### De gegevens
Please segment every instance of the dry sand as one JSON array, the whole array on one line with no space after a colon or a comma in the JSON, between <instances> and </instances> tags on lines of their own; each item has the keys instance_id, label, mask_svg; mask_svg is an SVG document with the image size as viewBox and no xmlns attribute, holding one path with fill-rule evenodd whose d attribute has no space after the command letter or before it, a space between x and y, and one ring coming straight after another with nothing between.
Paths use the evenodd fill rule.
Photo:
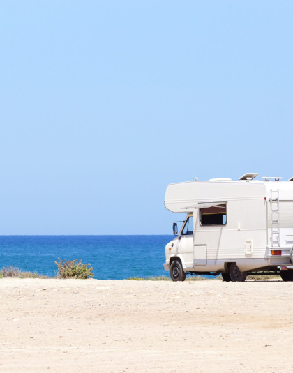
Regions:
<instances>
[{"instance_id":1,"label":"dry sand","mask_svg":"<svg viewBox=\"0 0 293 373\"><path fill-rule=\"evenodd\" d=\"M293 372L293 283L0 280L0 372Z\"/></svg>"}]
</instances>

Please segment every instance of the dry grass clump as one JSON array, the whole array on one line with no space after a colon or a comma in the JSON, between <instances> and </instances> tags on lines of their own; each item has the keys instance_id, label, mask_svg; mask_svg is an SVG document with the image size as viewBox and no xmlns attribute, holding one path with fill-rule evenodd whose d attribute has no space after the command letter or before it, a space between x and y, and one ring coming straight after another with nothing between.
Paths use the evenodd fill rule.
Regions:
<instances>
[{"instance_id":1,"label":"dry grass clump","mask_svg":"<svg viewBox=\"0 0 293 373\"><path fill-rule=\"evenodd\" d=\"M47 276L40 275L38 272L22 271L18 267L13 267L13 266L3 267L0 270L0 278L3 277L47 278Z\"/></svg>"},{"instance_id":2,"label":"dry grass clump","mask_svg":"<svg viewBox=\"0 0 293 373\"><path fill-rule=\"evenodd\" d=\"M93 277L92 273L93 267L88 268L91 264L84 264L82 260L61 260L58 258L59 262L55 261L58 268L59 278L81 278L86 279L89 277Z\"/></svg>"}]
</instances>

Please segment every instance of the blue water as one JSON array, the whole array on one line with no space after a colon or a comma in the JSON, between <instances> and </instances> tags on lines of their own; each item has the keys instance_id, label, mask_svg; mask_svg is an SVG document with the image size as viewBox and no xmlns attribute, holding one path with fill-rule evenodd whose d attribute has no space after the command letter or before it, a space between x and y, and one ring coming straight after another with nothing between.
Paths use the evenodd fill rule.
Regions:
<instances>
[{"instance_id":1,"label":"blue water","mask_svg":"<svg viewBox=\"0 0 293 373\"><path fill-rule=\"evenodd\" d=\"M163 266L165 245L173 236L0 236L0 268L54 276L55 261L82 259L93 268L94 278L169 275Z\"/></svg>"}]
</instances>

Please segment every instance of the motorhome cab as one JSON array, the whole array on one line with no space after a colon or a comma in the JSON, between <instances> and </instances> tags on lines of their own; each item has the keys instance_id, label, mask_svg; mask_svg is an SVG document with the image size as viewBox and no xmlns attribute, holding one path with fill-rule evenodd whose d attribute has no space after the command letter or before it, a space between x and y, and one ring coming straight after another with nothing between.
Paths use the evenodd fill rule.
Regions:
<instances>
[{"instance_id":1,"label":"motorhome cab","mask_svg":"<svg viewBox=\"0 0 293 373\"><path fill-rule=\"evenodd\" d=\"M245 281L248 274L274 273L293 281L293 178L257 175L167 186L166 208L187 213L174 223L177 237L165 248L164 268L173 281L187 273Z\"/></svg>"}]
</instances>

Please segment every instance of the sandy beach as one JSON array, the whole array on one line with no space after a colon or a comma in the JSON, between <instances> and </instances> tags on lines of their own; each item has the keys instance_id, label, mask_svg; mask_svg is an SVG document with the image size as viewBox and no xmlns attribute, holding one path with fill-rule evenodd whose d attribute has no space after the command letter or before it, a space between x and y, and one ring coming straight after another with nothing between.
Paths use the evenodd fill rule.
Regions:
<instances>
[{"instance_id":1,"label":"sandy beach","mask_svg":"<svg viewBox=\"0 0 293 373\"><path fill-rule=\"evenodd\" d=\"M0 280L0 372L293 370L293 284Z\"/></svg>"}]
</instances>

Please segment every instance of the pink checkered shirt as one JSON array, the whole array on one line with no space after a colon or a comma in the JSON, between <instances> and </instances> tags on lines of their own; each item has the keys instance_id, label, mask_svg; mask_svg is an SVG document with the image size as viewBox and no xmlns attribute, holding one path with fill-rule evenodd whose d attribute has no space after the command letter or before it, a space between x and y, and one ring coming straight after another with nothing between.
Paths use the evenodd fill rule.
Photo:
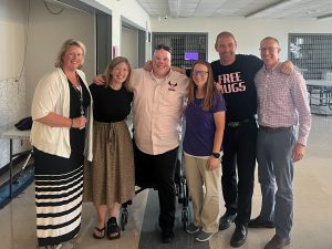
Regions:
<instances>
[{"instance_id":1,"label":"pink checkered shirt","mask_svg":"<svg viewBox=\"0 0 332 249\"><path fill-rule=\"evenodd\" d=\"M268 127L299 125L298 143L307 145L311 114L305 81L295 71L291 75L280 72L281 63L258 71L255 84L258 95L258 124Z\"/></svg>"}]
</instances>

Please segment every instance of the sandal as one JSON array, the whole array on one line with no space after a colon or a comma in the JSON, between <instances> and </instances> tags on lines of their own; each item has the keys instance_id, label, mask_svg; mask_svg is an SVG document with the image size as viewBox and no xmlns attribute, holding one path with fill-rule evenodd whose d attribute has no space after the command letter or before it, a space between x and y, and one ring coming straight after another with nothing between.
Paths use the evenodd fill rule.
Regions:
<instances>
[{"instance_id":1,"label":"sandal","mask_svg":"<svg viewBox=\"0 0 332 249\"><path fill-rule=\"evenodd\" d=\"M103 228L95 227L93 230L93 238L103 239L104 237L105 237L105 227Z\"/></svg>"},{"instance_id":2,"label":"sandal","mask_svg":"<svg viewBox=\"0 0 332 249\"><path fill-rule=\"evenodd\" d=\"M118 239L121 236L120 227L117 226L116 218L111 217L107 221L107 237L108 239Z\"/></svg>"}]
</instances>

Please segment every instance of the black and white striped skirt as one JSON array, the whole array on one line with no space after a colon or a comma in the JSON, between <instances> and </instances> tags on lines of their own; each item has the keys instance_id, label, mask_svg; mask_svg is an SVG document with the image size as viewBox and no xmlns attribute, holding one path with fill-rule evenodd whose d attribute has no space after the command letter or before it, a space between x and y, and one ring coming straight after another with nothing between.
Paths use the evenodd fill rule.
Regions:
<instances>
[{"instance_id":1,"label":"black and white striped skirt","mask_svg":"<svg viewBox=\"0 0 332 249\"><path fill-rule=\"evenodd\" d=\"M37 237L39 246L59 245L81 227L83 165L34 148Z\"/></svg>"}]
</instances>

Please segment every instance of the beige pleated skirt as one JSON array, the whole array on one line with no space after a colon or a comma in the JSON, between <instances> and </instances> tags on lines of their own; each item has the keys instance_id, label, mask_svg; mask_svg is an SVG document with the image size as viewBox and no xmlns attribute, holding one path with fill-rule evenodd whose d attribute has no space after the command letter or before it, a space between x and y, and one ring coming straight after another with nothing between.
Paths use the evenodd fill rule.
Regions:
<instances>
[{"instance_id":1,"label":"beige pleated skirt","mask_svg":"<svg viewBox=\"0 0 332 249\"><path fill-rule=\"evenodd\" d=\"M93 160L84 163L83 200L95 206L123 204L135 195L133 144L124 121L94 122Z\"/></svg>"}]
</instances>

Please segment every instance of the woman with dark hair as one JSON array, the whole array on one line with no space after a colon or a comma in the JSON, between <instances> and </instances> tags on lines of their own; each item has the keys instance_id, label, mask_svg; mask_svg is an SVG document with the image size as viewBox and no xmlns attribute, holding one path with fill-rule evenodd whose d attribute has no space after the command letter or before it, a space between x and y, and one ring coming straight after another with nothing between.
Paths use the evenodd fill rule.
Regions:
<instances>
[{"instance_id":1,"label":"woman with dark hair","mask_svg":"<svg viewBox=\"0 0 332 249\"><path fill-rule=\"evenodd\" d=\"M133 93L127 90L131 72L127 59L115 58L105 70L105 84L90 86L95 112L93 160L85 165L84 200L93 201L97 210L98 221L93 231L96 239L105 235L108 239L120 238L120 206L135 194L133 145L126 124L133 101Z\"/></svg>"},{"instance_id":2,"label":"woman with dark hair","mask_svg":"<svg viewBox=\"0 0 332 249\"><path fill-rule=\"evenodd\" d=\"M92 100L85 74L79 70L84 55L82 42L65 41L55 70L40 80L33 96L31 143L40 247L74 248L71 239L81 227L84 145L92 159L92 113L87 117Z\"/></svg>"},{"instance_id":3,"label":"woman with dark hair","mask_svg":"<svg viewBox=\"0 0 332 249\"><path fill-rule=\"evenodd\" d=\"M185 111L184 158L194 209L194 221L187 232L197 232L196 240L201 242L209 240L219 226L225 111L225 101L216 91L210 64L205 61L194 63Z\"/></svg>"}]
</instances>

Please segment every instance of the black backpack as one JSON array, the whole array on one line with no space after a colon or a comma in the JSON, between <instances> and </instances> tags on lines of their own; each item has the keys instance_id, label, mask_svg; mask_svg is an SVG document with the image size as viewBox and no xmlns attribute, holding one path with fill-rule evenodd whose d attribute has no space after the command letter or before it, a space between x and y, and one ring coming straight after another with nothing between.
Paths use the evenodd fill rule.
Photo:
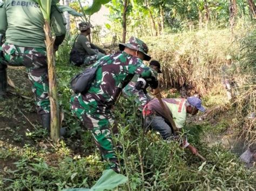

### Wat wordt gevraagd
Tel hoeveel regels van de lijst hierboven het woord "sandal" bevatten, waarbij hoofdletters en kleine letters als verschillend gelden, en geef alleen dat aantal.

### Uitgewerkte opgave
2